REQUEST: Transcribe the records below exactly as they appear.

======== ITEMS

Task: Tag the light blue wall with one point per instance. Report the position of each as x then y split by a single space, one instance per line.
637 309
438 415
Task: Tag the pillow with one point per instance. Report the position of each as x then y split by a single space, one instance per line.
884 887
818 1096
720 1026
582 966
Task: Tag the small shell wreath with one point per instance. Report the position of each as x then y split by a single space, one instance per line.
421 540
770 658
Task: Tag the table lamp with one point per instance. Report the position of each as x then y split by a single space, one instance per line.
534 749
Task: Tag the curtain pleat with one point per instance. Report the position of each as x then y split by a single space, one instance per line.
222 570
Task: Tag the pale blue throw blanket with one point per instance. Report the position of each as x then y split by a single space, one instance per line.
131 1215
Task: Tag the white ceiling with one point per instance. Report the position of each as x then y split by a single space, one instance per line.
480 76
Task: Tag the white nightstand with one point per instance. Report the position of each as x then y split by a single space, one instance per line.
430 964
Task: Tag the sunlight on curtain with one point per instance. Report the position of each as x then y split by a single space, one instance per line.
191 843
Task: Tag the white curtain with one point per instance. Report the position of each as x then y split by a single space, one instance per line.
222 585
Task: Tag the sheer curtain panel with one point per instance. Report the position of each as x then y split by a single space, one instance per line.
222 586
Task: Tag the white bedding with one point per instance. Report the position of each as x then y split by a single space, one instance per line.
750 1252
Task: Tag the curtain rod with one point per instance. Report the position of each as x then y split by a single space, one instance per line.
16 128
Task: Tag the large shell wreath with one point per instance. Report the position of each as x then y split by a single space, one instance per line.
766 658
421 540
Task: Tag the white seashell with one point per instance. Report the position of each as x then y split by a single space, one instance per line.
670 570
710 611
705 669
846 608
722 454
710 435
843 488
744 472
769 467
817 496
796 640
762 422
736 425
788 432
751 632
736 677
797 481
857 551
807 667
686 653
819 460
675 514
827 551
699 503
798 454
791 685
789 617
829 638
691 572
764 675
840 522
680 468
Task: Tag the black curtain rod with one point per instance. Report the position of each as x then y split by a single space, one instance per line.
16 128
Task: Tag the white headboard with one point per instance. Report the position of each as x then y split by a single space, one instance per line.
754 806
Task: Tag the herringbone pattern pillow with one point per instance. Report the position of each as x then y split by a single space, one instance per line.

================

WRITTEN REPLY:
Task: Tag the light blue wall with one point per instance. Report the position of each as x then y split by a single space, one instance per line.
637 309
438 415
Task: Tag the pillow with one point per instance. Report the position of each as x then y split by a single space, one instance per line.
884 887
818 1096
720 1026
582 966
Task: Tag the small shell wreath with one point per instance. Report the position of each as x then y split by a single space, one instance per line.
421 540
770 658
Task: Tag the table lamp with one point per instance. Report the position of each as x then y split by a single space, one instance per line.
534 749
Task: Tag the curtain pleat with one point per instance. Report the position of each as x then y split by a single space, one instance per line.
222 570
Task: Tag the pale blue throw blanket with one point per instance. Report the position of each as x then y split by a single space, one instance per line.
131 1215
Task: Tag the white ceiling with one point per instance. Report the position of each as x then y split by a single space, one instance per line.
480 76
Task: Tag the white nightstand with one point per instance. Report the position of each as x then y split by a single space, one instance per line.
430 964
Task: Tag the sunlight on curtain with one point per instance. Report the position of each as x then y split by a single space, one instance per line.
191 843
Task: Tag the white curtain with one point per instance. Report the position of each as x then y split by a single space, one instance per line.
222 585
Task: Tag the sheer curtain panel with one point per instance. Report the position of each as x then y split by a single space, one instance per line.
222 586
Task: Tag the white bedding with one point per instance. Report the position of each as x then y split by a single space, one instance per line.
750 1252
Task: Tag the curtain rod with one point per instance. Report the position of each as x then y split by a single space, one instance per line.
16 128
Task: Tag the large shell wreath with one point per instance. Report the position of each as x then y split by a single space, one instance per line.
766 658
421 540
Task: Tag the white seashell with one point per instance. Report the position of each as x then y split by a single space, one instance per line.
670 570
710 611
705 669
846 608
722 454
710 435
843 488
744 472
769 467
817 496
796 640
762 422
736 425
788 432
751 632
736 677
797 481
857 551
807 667
686 653
819 460
675 514
827 551
699 503
798 454
791 685
789 617
829 638
691 572
764 675
840 522
680 468
Task: Tag the black curtain rod with one point per instance. Report the position of each as x then y split by a single space, one instance per line.
16 128
Task: Tag the white headboard with one point per instance. Report the position of each as x then y split by a single space, one instance per line.
754 806
Task: Tag the herringbone pattern pillow with one point per instance. Report the position of each as x then y split by a single space, one instance per line.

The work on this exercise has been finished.